Há exatamente três meses morreu Asma Jahangir, uma das principais ativistas dos direitos humanos do mundo, crítica destemida da interferência militar na política e defensora ferrenha do Estado de direito no Paquistão.
Asma sofreu um ataque cardíaco e foi levada às pressas a um hospital em Lahore, onde morava. Ela não resistiu e faleceu no dia 11 de fevereiro, aos 66 anos.
Advogada de direitos humanos, a paquistanesa construiu sua reputação desafiando o governo e defendendo minorias marginalizadas e mulheres. Ganhou reconhecimento internacional por suas denúncias em um país onde vozes liberais e seculares são ameaçadas.
Autoridades e grandes ativistas de todo o mundo lamentaram a morte de Asma na época. O primeiro-ministro do Paquistão, Shahid Khaqan Abbasi, elogiou suas “imensas contribuições para a manutenção do Estado de direito e da democracia e a salvaguarda dos direitos humanos”.
A ganhadora do Nobel da Paz Malala Yousafzai, também paquistanesa, afirmou que a ativista foi uma “salvadora da democracia e dos direitos humanos”. Já o diretor para o sul da Ásia da Anistia Internacional , Omar Waraith, afirmou que ela “nunca vacilou”.
Vida de ativismo
Jahangir nunca teve medo de expressar sua opinião sobre os ataques sofridos por minorias religiosas e mulheres no Paquistão. Lutou arduamente contra as chamadas Leis de Hudood, adotadas em 1977, segundo as quais vítimas de estupro deveriam provar sua inocência ou enfrentavam punições por adultério ou fornicação.
A legislação, que foi revogada em 2006, também instituiu novos tipo de punição, como a amputação, o chicoteamento e o apedrejamento até a morte. As leis haviam sido implantadas durante a ditadura militar do general Zia ul-Haq, em substituição ao Código Pena,l usado pelo mandato britânico antes da independência paquistanesa.
Em 1980, Jahangir fundou com sua irmã, Hina Jilani, o Women’s Action Forum (WAF), que atuou na defesa de Safia Bibi, uma adolescente cega de 13 anos que foi estuprada por funcionários de sua casa e acabou grávida, mas foi condenada à prisão e açoitamento por atos de fornicação. Jahangir defendeu Safia nos tribunais e com muita pressão popular conseguiu convencer os juízes a anularem a condenação.
==================================================
Perguntas do material:
a. Segundo o texto sobre Asma Jahangir, em que ano ela fundou o Women's Action Forum com a irmã?
b. Por favor, retome o texto sobre Asma Jahangir a partir do ponto em que ele termina.
==================================================
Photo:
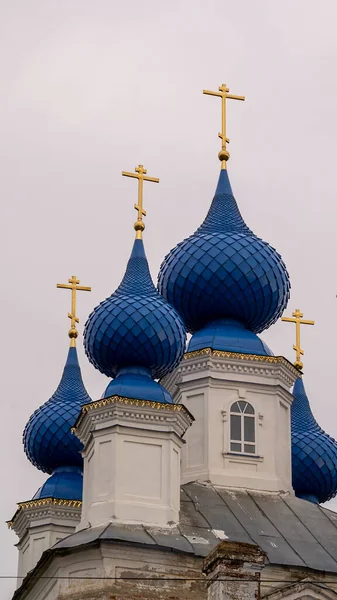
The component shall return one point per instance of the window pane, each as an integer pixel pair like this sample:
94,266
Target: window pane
235,427
249,429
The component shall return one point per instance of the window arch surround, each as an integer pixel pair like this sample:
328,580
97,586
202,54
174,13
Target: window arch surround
242,428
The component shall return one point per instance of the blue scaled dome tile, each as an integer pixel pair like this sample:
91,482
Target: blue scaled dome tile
224,270
314,452
136,382
47,438
230,336
66,483
135,325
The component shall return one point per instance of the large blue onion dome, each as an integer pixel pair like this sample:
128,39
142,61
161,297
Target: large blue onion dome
225,271
314,452
230,335
48,440
135,326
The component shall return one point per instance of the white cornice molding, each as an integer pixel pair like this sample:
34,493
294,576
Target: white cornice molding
214,364
125,412
35,512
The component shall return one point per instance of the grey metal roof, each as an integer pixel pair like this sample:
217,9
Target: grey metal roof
291,531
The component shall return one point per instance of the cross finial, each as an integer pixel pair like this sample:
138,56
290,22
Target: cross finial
140,174
223,94
298,320
74,287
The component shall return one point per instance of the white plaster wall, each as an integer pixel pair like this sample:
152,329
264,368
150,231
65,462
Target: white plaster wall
==================================================
Respostas por tarefa:
a. Em 1980.

b.
Também fundou com Hina a Assistência Judiciária AGHS, em 1986, primeiro centro de assistência legal gratuita no Paquistão. Em 1987, participou da fundação da Comissão para os Direitos Humanos do Paquistão.
A ativista também dedicou parte de sua vida à luta contra o trabalho infantil, a pena de morte e a lei da blasfêmia, que proíbe insultos contra qualquer religião, mas é usada pelas autoridades do Paquistão para perseguir e assassinar minorias religiosas, principalmente as muçulmanas.
Em 2016, foi nomeada relatora da ONU para a Liberdade Religiosa e Direitos Humanos no Irã, cargo que ocupou até sua morte.
Por seu trabalho, ganhou inúmeros prêmios internacionais. Foi indicada para o Nobel da Paz, em 2005, condecorada com a Ordem Nacional da Legião de Honra francesa e reconhecida com o prémio da Unesco/Bilbao para a promoção da cultura dos Direitos Humanos. Recebeu também o prêmio Norte-Sul, atribuído pela Comissão Europeia, em 2013.
Sua luta pelos direitos humanos e das mulheres, contudo, também lhe rendeu várias ameaças de morte. Vários anos atrás, teve de enviar sua família para fora do país, após ameaças de grupos militantes.
Jahangir foi presa em 1983, durante a ditadura militar do general Zia ul-Haq, por se associar ao Movimento de Restauração da Democracia no Paquistão. Em 2007, foi mantida em prisão domiciliar pela participação no movimento de advogados que ajudou a remover o líder militar Pervez Musharraf do poder.